Which lines of the records contain the string "woman"? Return each of them, treating uppercase and lowercase as different.

[START RECORDS]

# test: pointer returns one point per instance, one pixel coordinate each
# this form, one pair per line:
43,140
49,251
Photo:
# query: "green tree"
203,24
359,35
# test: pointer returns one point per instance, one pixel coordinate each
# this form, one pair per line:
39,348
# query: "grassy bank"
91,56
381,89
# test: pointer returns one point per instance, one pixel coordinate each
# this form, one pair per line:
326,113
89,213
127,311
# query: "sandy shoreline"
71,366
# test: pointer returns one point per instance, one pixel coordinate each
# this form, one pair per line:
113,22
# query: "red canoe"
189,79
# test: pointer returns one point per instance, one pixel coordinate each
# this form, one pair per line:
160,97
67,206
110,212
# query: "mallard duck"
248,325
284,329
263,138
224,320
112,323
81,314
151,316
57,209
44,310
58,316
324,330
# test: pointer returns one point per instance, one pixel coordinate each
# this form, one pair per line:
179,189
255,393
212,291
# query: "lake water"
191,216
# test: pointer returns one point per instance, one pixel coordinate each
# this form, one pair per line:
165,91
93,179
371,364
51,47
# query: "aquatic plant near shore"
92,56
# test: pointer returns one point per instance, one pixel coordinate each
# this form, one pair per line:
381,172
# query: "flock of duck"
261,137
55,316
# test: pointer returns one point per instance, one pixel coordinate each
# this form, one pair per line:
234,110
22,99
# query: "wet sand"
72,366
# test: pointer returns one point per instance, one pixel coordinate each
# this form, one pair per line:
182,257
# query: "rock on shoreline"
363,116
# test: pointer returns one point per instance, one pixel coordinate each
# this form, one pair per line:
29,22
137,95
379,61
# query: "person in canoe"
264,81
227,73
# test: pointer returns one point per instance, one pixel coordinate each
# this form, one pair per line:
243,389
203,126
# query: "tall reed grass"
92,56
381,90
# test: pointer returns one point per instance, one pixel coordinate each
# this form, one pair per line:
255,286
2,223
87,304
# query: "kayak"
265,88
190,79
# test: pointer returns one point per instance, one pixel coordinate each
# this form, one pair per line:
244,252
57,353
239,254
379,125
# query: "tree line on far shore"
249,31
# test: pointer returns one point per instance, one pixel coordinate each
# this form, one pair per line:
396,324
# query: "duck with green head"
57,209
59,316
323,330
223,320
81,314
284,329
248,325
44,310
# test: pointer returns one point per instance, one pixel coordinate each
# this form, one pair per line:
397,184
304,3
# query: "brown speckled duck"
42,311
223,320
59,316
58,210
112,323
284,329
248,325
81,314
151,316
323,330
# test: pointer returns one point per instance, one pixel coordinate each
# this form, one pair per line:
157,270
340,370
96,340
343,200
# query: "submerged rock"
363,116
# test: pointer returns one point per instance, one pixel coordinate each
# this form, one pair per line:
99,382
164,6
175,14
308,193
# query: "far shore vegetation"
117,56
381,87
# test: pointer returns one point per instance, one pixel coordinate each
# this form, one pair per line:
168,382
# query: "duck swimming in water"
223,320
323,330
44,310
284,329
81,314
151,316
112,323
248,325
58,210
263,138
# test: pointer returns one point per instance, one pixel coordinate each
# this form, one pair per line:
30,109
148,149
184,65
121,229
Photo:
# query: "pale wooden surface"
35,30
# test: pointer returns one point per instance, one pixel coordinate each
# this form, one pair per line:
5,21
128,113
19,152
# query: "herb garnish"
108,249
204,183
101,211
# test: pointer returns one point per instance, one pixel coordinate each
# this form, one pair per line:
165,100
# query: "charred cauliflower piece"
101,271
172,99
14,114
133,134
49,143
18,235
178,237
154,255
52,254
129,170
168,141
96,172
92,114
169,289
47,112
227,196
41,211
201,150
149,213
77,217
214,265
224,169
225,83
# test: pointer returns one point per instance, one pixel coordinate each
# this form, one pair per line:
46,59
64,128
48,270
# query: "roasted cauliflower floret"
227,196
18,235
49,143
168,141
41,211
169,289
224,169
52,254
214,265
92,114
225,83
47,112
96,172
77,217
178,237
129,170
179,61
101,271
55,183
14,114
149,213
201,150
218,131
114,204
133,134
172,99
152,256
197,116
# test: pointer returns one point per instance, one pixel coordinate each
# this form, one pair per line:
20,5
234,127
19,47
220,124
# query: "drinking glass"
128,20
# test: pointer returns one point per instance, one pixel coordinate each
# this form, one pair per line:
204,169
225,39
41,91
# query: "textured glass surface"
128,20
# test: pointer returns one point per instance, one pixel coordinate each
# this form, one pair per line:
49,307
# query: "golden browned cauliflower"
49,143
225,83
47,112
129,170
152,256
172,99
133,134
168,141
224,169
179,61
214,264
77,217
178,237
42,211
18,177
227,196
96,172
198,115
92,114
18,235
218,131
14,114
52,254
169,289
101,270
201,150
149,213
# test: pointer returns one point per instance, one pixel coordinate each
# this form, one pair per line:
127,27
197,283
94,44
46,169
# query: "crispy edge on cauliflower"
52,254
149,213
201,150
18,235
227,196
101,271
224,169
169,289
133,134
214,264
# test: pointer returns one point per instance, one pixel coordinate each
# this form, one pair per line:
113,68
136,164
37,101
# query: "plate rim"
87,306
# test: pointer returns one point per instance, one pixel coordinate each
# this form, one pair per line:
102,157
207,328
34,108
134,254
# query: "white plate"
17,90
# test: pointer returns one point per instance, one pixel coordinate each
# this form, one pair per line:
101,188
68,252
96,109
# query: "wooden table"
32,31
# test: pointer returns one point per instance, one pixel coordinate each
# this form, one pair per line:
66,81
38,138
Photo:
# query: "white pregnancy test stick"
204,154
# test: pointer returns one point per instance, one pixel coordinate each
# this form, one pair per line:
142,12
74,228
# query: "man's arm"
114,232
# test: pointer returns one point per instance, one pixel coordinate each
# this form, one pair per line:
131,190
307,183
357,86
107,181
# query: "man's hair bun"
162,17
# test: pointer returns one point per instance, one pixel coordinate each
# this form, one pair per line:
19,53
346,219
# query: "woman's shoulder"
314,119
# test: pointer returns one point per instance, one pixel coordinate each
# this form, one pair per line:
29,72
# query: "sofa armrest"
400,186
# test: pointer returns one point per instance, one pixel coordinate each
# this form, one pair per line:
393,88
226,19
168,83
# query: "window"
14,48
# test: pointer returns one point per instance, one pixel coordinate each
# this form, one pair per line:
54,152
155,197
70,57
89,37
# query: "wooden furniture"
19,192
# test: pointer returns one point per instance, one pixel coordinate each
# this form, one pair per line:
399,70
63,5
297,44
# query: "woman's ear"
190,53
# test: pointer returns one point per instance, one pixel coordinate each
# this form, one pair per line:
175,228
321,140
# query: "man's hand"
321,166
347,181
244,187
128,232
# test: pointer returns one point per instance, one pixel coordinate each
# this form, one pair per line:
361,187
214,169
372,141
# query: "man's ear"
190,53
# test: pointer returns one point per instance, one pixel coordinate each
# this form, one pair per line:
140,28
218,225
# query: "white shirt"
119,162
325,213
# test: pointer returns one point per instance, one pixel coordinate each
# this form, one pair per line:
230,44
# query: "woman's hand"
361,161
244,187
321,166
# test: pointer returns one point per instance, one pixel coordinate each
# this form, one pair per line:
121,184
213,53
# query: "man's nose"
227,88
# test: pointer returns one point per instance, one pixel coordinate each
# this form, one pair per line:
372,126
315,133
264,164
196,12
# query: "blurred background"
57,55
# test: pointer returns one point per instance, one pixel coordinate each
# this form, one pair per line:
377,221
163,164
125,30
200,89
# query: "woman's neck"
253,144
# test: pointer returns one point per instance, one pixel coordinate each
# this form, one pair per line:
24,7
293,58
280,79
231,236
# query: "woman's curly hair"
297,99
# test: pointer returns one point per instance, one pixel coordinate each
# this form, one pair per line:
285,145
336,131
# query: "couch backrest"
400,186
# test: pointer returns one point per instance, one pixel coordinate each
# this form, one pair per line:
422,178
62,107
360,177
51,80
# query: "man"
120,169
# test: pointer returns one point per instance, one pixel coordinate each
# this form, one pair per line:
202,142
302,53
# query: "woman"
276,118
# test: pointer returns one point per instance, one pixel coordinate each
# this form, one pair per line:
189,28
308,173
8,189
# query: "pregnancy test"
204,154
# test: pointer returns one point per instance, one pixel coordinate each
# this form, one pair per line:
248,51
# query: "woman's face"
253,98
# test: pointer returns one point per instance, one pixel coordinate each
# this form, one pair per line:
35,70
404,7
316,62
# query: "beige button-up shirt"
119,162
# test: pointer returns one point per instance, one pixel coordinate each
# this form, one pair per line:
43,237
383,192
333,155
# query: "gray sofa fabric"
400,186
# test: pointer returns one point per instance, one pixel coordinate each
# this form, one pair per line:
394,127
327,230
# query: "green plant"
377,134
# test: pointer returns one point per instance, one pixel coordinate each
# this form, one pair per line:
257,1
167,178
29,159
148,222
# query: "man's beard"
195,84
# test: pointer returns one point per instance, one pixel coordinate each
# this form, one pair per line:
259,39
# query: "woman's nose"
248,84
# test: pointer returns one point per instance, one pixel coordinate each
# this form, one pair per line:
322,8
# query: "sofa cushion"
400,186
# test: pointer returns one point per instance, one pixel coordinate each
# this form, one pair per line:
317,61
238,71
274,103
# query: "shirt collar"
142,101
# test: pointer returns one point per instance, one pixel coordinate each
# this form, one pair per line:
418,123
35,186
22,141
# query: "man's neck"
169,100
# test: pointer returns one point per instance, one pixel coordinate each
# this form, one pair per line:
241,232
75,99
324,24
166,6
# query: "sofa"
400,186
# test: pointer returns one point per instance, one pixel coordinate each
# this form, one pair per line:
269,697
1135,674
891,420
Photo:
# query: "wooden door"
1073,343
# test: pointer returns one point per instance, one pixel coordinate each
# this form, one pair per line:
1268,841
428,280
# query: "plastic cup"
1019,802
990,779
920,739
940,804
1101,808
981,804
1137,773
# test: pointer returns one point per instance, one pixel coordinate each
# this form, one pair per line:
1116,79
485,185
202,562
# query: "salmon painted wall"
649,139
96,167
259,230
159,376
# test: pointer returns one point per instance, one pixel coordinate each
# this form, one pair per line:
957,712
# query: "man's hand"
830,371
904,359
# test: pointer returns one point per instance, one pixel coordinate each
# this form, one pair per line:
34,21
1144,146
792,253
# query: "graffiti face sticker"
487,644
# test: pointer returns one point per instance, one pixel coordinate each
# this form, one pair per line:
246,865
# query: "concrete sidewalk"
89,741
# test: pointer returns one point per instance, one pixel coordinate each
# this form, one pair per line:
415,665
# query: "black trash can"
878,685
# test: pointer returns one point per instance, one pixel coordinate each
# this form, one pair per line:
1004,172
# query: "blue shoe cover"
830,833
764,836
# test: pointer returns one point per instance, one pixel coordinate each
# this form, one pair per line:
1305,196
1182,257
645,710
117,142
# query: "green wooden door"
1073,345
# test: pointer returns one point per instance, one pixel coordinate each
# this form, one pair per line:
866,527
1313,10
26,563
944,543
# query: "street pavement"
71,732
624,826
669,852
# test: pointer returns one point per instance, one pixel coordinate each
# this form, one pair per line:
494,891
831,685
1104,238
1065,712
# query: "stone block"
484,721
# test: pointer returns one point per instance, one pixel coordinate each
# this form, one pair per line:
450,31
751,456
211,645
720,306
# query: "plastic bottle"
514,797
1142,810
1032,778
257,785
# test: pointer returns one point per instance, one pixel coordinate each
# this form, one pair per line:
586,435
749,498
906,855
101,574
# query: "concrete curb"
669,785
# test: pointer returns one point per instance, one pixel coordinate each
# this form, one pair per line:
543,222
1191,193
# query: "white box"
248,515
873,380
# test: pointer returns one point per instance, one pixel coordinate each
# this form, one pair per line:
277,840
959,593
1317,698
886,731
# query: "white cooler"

[END RECORDS]

WRITTEN REPLY -
# query: "woman's shoulder"
# query: "woman's ear"
# query: "woman's hand"
# query: "woman's neck"
# query: "woman's curly hair"
# query: "woman"
# query: "woman's face"
# query: "woman's nose"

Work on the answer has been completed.